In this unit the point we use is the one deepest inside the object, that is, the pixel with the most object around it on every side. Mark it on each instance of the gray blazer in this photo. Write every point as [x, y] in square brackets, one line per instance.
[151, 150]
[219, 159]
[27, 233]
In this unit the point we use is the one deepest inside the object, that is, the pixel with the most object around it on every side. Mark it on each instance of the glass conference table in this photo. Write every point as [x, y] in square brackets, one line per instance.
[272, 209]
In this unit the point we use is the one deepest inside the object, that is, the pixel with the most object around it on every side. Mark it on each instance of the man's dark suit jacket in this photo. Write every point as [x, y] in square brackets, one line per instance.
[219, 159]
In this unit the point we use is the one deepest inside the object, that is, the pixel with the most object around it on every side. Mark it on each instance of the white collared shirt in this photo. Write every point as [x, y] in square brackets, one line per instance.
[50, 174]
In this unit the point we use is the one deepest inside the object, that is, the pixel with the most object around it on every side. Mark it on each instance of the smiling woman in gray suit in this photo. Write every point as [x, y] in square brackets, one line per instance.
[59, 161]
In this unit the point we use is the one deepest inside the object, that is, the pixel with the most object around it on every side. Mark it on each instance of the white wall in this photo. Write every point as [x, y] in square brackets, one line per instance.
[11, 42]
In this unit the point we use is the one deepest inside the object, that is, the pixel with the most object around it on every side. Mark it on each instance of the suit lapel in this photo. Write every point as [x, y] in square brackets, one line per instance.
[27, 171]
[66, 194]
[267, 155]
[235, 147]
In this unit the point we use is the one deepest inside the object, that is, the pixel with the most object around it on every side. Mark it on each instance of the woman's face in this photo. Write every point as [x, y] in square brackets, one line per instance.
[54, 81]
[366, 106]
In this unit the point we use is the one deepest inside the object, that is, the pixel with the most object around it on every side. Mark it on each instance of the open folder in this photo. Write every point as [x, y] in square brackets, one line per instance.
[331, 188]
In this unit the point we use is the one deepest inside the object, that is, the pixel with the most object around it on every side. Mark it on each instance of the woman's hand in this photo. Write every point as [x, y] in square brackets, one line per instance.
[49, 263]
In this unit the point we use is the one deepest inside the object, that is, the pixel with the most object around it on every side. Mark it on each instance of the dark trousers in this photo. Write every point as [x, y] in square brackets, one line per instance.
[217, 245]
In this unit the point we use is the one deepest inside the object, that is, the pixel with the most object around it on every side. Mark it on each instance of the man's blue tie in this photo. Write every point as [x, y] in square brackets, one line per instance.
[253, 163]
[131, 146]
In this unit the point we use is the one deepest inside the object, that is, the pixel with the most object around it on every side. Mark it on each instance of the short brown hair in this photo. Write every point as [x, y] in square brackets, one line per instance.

------------------------------------------------------------------------

Written exercise
Could you format all the material above as a numbered list, leaving out any blank lines?

Output for this task
1. In this unit the point we use is the one deepest inside the object, that is, the pixel with the most object around it on every side. Mark it on each instance of the gray blazer in this photo. Write every point as [x, y] in square brackets, one line per instance.
2. [151, 150]
3. [219, 159]
4. [27, 233]
5. In this unit the point we use is the one deepest inside the object, that is, the pixel with the most object around it on every side. Mark it on each instance of the glass conference table in this photo. Write every point as [x, y] in square brackets, one line per instance.
6. [272, 209]
7. In this unit the point we use is the one deepest inside the object, that is, the pixel with the most object around it on every side. Mark it on each instance of the man's dark suit jacket in this photo. Write every point as [x, y] in square brackets, one line per instance.
8. [219, 159]
9. In this unit the point we use is the one deepest inside the object, that is, the pixel with the most object around it on every side. Mark it on each instance of the white collared shirt in this photo. Write every point as [x, y] in square brackets, one line per instance.
10. [50, 174]
11. In this unit the point we use is the one deepest inside the object, that is, the pixel with the most object around it on every side. Mark it on each instance of the smiling woman in gray suit in this photo. Write every point as [x, y] in square brackets, one line per instance.
12. [59, 161]
13. In this unit the point we use is the one deepest inside the object, that is, the pixel with the most object around it on every side. Mark it on each instance of the white wall in this photo. Write every point as [x, y] in square brackets, one line per instance.
14. [11, 42]
15. In this unit the point we use is the one deepest inside the object, that is, the pixel with the most object around it on every side. Mark it on each instance of the suit lapel in this photo. Write every point as [x, y] in square brackets, one line per instance.
16. [27, 171]
17. [66, 194]
18. [267, 155]
19. [235, 147]
20. In this unit the point we use is the one deepest inside the object, that is, the pixel with the most object around it on every side. Mark it on each instance of the woman's face in this photo. Write every point as [x, y] in square brackets, one line per instance.
21. [54, 81]
22. [366, 106]
23. In this unit the point we use is the one deepest inside the object, that is, the pixel with the most object around it on every side. Mark it on each instance of the open folder in this photo. Write every point as [x, y] in square brackets, one line per instance.
24. [331, 188]
25. In this unit the point we use is the one deepest inside the object, that is, the pixel with the most object around it on every side. Mark it on each instance of the woman's hand in this photo. Write every point as [x, y] in square brackets, one line per instance.
26. [49, 263]
27. In this unit the point we use is the one deepest inside the object, that is, the pixel with the most object around it on every side. Mark it on each instance of the dark trousers in this photo. Write every point as [x, y] in square brackets, one line per instance.
28. [217, 245]
29. In this unit the point we use is the one deepest inside the object, that is, the pixel with the most object around it on every side. Mark it on each instance of the man's blue tie in this photo. Write every point as [x, y] in square brackets, one line per instance.
30. [253, 163]
31. [131, 146]
32. In this unit the point we use is the one deepest inside the object, that is, the pixel with the most object around it on every side. Mark it on each instance of the short brown hair in this photo. Write every point as [x, y] in square brackets, one line per instance.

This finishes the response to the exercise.